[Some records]
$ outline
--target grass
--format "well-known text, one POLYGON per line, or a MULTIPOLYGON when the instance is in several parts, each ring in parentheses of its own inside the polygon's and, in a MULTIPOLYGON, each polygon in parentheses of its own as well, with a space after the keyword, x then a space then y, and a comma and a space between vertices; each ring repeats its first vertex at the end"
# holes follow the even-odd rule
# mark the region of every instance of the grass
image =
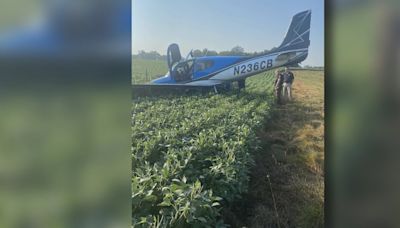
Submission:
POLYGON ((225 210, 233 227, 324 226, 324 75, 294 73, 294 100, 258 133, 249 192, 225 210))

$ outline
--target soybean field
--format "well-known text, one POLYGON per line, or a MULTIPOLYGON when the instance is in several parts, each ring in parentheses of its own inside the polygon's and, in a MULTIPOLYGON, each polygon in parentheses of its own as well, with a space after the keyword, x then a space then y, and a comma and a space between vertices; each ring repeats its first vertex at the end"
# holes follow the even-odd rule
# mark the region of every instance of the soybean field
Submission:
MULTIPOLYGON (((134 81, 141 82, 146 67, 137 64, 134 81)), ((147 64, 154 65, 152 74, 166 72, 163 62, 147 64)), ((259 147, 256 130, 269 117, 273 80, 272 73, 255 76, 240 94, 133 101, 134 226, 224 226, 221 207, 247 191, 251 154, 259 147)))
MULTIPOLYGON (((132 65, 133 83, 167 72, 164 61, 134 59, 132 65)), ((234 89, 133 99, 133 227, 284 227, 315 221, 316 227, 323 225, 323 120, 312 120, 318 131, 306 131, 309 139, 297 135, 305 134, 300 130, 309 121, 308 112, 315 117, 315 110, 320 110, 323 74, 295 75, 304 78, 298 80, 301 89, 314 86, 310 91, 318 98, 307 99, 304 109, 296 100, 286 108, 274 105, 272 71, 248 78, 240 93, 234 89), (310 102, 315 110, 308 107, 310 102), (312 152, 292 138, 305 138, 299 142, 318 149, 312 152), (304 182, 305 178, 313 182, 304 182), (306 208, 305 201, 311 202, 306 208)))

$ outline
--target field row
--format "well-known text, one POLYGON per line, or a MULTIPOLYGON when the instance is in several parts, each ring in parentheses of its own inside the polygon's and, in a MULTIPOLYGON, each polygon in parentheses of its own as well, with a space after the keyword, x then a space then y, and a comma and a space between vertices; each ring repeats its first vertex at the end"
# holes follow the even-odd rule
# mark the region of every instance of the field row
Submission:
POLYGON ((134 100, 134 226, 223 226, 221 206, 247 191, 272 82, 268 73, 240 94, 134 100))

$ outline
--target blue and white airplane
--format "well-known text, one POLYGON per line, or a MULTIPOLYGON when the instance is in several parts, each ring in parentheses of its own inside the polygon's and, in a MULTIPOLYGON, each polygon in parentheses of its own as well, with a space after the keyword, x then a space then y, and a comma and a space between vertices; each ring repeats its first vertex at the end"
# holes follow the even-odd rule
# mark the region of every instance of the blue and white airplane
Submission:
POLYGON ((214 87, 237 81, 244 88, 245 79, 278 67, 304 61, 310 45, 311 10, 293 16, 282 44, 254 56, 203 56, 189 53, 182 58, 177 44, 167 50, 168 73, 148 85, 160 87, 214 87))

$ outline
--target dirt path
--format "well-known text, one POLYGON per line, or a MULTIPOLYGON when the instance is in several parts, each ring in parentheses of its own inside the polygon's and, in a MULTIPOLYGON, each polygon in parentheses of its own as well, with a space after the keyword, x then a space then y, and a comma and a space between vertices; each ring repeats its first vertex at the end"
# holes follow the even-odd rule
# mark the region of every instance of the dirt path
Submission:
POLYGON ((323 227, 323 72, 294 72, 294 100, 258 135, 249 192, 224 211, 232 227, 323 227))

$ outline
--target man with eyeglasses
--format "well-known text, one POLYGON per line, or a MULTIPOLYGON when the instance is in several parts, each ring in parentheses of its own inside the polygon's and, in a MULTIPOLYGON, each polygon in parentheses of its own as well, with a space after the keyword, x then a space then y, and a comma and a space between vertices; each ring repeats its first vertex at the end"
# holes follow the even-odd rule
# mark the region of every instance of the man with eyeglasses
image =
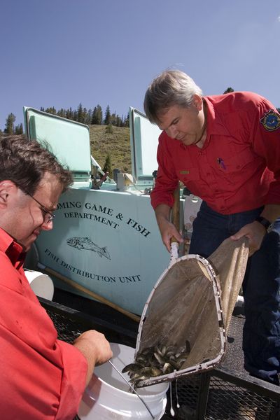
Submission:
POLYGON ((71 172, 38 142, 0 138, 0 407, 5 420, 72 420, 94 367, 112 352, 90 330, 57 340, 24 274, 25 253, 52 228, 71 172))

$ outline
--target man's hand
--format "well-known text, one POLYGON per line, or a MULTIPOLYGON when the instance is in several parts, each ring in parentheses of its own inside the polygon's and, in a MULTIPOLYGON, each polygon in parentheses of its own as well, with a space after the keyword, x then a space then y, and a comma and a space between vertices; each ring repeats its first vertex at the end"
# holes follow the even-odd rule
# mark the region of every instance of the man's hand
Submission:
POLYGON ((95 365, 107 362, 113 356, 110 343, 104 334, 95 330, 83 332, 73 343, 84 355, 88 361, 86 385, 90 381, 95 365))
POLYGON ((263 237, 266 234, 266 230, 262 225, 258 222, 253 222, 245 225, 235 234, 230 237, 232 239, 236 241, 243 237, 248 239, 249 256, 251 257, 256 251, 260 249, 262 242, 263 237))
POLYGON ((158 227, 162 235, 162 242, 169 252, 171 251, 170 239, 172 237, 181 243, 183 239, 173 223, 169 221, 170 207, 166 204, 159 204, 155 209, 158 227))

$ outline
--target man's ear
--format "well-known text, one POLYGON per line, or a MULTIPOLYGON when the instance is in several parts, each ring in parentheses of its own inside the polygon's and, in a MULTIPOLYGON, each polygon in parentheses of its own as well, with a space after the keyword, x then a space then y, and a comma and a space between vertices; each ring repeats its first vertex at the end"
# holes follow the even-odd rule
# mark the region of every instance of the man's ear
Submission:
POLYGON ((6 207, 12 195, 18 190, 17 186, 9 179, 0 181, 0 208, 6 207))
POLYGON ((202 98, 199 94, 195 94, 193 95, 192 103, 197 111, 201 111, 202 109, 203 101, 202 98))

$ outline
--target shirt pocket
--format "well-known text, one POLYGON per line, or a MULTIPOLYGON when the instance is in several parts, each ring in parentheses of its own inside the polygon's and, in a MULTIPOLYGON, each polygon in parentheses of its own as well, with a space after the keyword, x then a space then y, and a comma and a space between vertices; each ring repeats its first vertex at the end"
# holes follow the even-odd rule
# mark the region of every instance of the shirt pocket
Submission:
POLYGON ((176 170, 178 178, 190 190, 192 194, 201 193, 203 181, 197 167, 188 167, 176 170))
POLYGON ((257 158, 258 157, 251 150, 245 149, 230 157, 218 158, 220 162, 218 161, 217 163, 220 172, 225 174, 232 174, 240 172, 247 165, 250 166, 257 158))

- **Exercise description**:
Convert all of the material above into a JSON list of strings, one string per line and no blank lines. Leave the pictures out of the list.

- **Result of the exercise**:
[
  "$ outline",
  "--target grass",
  "--format \"well-known text, one POLYGON per line, or a MULTIPOLYGON when the instance is in several parts, each ring in parentheses of its own inside the polygon's and, in a MULTIPOLYGON, each polygon in parentheses of its own as well, with a space after the keyword, x then a space then y, and a comma and a space between vertices; each ring repeats its first vertex at the end\"",
  "# holes follow the even-odd rule",
  "# mark the region of every instance of the grass",
  "image =",
  "Submission:",
  "POLYGON ((225 210, 233 227, 324 226, 324 75, 294 73, 294 100, 258 133, 249 192, 225 210))",
  "$ outline",
  "--target soybean field",
  "--format \"well-known text, one POLYGON per line, or a MULTIPOLYGON when the instance is in several parts, each ring in parentheses of its own inside the polygon's and, in a MULTIPOLYGON, each polygon in parentheses of its own as well, with a space after the keyword, x then a space then y, and a comma and a space between vertices; each ring repeats its first vertex at the end\"",
  "# holes follow the even-odd rule",
  "# mark the region of every instance of the soybean field",
  "Submission:",
  "MULTIPOLYGON (((134 81, 141 82, 146 67, 137 64, 134 81)), ((147 64, 154 65, 152 74, 166 72, 163 62, 147 64)), ((259 147, 256 130, 269 117, 273 80, 272 73, 255 76, 240 94, 133 101, 134 226, 224 226, 221 207, 247 191, 251 154, 259 147)))",
  "MULTIPOLYGON (((132 65, 133 83, 167 72, 164 61, 134 59, 132 65)), ((234 89, 133 99, 133 227, 284 227, 315 221, 316 227, 323 225, 323 120, 312 120, 318 131, 306 131, 309 139, 297 135, 305 134, 300 130, 309 121, 308 112, 315 117, 315 110, 320 110, 323 74, 295 75, 304 78, 298 80, 301 89, 314 86, 310 91, 318 98, 307 99, 304 109, 296 100, 286 108, 274 105, 272 71, 248 78, 240 93, 234 89), (310 102, 315 110, 308 107, 310 102), (312 152, 292 138, 305 138, 299 142, 318 149, 312 152), (304 182, 305 178, 313 182, 304 182), (306 208, 305 201, 311 202, 306 208)))",
  "$ outline",
  "--target field row",
  "--format \"well-known text, one POLYGON per line, or a MULTIPOLYGON when the instance is in several parts, each ring in parentheses of its own inside the polygon's and, in a MULTIPOLYGON, each polygon in parentheses of its own as well, with a space after the keyword, x then a space then y, and a comma and a space between vertices; each ring repeats its first vertex at the end\"",
  "# holes follow the even-odd rule",
  "# mark the region of every instance of the field row",
  "Submission:",
  "POLYGON ((134 100, 134 226, 223 226, 221 206, 247 191, 272 82, 268 73, 240 94, 134 100))",
  "$ outline",
  "--target blue and white airplane",
  "--format \"well-known text, one POLYGON per line, or a MULTIPOLYGON when the instance is in several parts, each ring in parentheses of its own inside the polygon's and, in a MULTIPOLYGON, each polygon in parentheses of its own as well, with a space after the keyword, x then a space then y, and a comma and a space between vertices; each ring repeats its first vertex at the end\"",
  "# holes follow the even-odd rule",
  "# mark the region of every instance of the blue and white airplane",
  "Submission:",
  "POLYGON ((214 87, 237 81, 244 88, 245 79, 278 67, 304 61, 310 45, 311 10, 293 16, 282 44, 254 56, 203 56, 189 53, 182 58, 177 44, 167 50, 168 73, 148 85, 160 87, 214 87))",
  "$ outline",
  "--target dirt path",
  "--format \"well-known text, one POLYGON per line, or a MULTIPOLYGON when the instance is in several parts, each ring in parentheses of its own inside the polygon's and, in a MULTIPOLYGON, each polygon in parentheses of its own as well, with a space after the keyword, x then a space then y, and a comma and a space between vertices; each ring repeats its first vertex at the end\"",
  "# holes follow the even-odd rule",
  "# mark the region of every instance of the dirt path",
  "Submission:",
  "POLYGON ((323 227, 323 72, 294 72, 294 100, 258 135, 249 192, 224 211, 232 227, 323 227))",
  "$ outline",
  "--target man with eyeglasses",
  "--format \"well-known text, one POLYGON per line, or a MULTIPOLYGON when the instance is in several parts, each ring in parentheses of its own inside the polygon's and, in a MULTIPOLYGON, each polygon in parentheses of its own as well, with a space after the keyword, x then a space then y, and a comma and a space between vertices; each ring repeats its first vertex at the end\"",
  "# holes follow the even-odd rule",
  "# mark the region of every instance of the man with eyeglasses",
  "image =",
  "Submission:",
  "POLYGON ((71 172, 38 142, 0 138, 0 407, 5 420, 72 420, 94 367, 112 352, 90 330, 57 340, 24 274, 25 253, 52 228, 71 172))",
  "$ outline",
  "--target man's hand",
  "--format \"well-known text, one POLYGON per line, or a MULTIPOLYGON when the instance is in several parts, each ring in parentheses of its own inside the polygon's and, in a MULTIPOLYGON, each polygon in parentheses of its own as well, with a space after the keyword, x then a space then y, and a comma and a space between vertices; each ring repeats its first vertex at the end\"",
  "# holes follow the even-odd rule",
  "# mark the region of every instance of the man's hand",
  "Submission:",
  "POLYGON ((95 365, 107 362, 113 356, 110 343, 104 334, 95 330, 83 332, 73 343, 84 355, 88 361, 86 385, 90 381, 95 365))",
  "POLYGON ((263 237, 266 234, 266 230, 262 225, 258 222, 253 222, 245 225, 235 234, 230 237, 232 239, 236 241, 243 237, 248 239, 249 256, 251 257, 256 251, 260 249, 262 242, 263 237))",
  "POLYGON ((158 227, 162 235, 162 242, 169 252, 171 251, 170 239, 172 237, 181 243, 183 239, 173 223, 169 221, 170 207, 166 204, 159 204, 155 209, 158 227))",
  "$ outline",
  "--target man's ear",
  "--format \"well-known text, one POLYGON per line, or a MULTIPOLYGON when the instance is in several parts, each ring in parentheses of its own inside the polygon's and, in a MULTIPOLYGON, each polygon in parentheses of its own as well, with a space after the keyword, x then a space then y, and a comma and a space between vertices; each ring repeats its first vertex at the end\"",
  "# holes follow the even-odd rule",
  "# mark the region of every instance of the man's ear",
  "Submission:",
  "POLYGON ((6 207, 12 195, 18 190, 17 186, 9 179, 0 181, 0 208, 6 207))",
  "POLYGON ((202 98, 199 94, 195 94, 193 95, 192 103, 197 111, 201 111, 202 109, 203 101, 202 98))",
  "$ outline",
  "--target shirt pocket",
  "--format \"well-known text, one POLYGON per line, or a MULTIPOLYGON when the instance is in several parts, each ring in parentheses of its own inside the polygon's and, in a MULTIPOLYGON, each polygon in parentheses of its own as well, with a space after the keyword, x then a space then y, and a comma and a space between vertices; each ring repeats its first vertex at the end\"",
  "# holes follow the even-odd rule",
  "# mark the region of every instance of the shirt pocket",
  "Submission:",
  "POLYGON ((176 170, 178 178, 190 190, 192 194, 201 193, 203 181, 197 167, 188 167, 176 170))",
  "POLYGON ((257 158, 258 157, 251 150, 245 149, 230 157, 218 158, 220 162, 218 161, 217 163, 220 172, 225 174, 232 174, 240 172, 247 165, 250 166, 257 158))"
]